Exercise objective: Going through the material below, please gather all lines with the word "bowl" in them.

Data:
------------------------------------------------

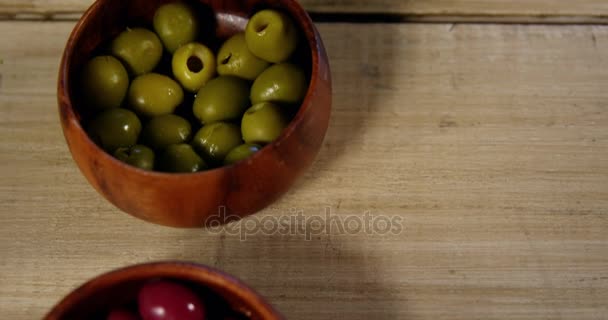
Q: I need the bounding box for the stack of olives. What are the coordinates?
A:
[83,2,307,173]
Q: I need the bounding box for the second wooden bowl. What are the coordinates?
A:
[44,261,284,319]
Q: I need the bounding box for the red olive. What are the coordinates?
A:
[138,280,206,320]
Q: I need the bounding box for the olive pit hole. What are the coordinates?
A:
[221,54,232,65]
[187,56,204,73]
[255,23,269,33]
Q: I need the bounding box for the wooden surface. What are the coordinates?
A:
[2,2,608,320]
[2,0,608,23]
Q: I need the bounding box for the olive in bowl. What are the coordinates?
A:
[44,262,284,320]
[58,0,332,227]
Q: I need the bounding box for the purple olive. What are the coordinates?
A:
[138,280,206,320]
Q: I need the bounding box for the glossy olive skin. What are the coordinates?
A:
[193,76,250,124]
[241,102,288,144]
[158,144,206,173]
[250,63,307,105]
[224,143,262,165]
[111,28,163,75]
[87,108,142,152]
[114,144,155,170]
[245,9,298,63]
[128,73,184,117]
[141,114,192,150]
[81,56,129,110]
[153,2,199,53]
[172,42,216,92]
[192,122,243,165]
[138,280,206,320]
[217,33,269,80]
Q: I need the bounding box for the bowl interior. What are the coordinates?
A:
[66,0,313,128]
[46,262,282,319]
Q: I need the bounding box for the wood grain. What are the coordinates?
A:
[1,0,608,23]
[1,21,608,319]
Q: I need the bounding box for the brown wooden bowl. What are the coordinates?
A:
[44,261,284,319]
[58,0,331,227]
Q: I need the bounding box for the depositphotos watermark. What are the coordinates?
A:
[205,207,403,240]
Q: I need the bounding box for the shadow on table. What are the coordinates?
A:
[170,230,401,319]
[296,23,404,181]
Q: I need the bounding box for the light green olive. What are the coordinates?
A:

------------------------------------------------

Completed exercise:
Q: I need the bounding box for the second wooden bowl. What are the coordinates?
Q: I need the bounding box for the olive in bowl. What are the coordinates?
Q: I need the bounding box for the bowl interior. What are the coordinates?
Q: I need the bounding box for the brown wooden bowl. What are the coordinates?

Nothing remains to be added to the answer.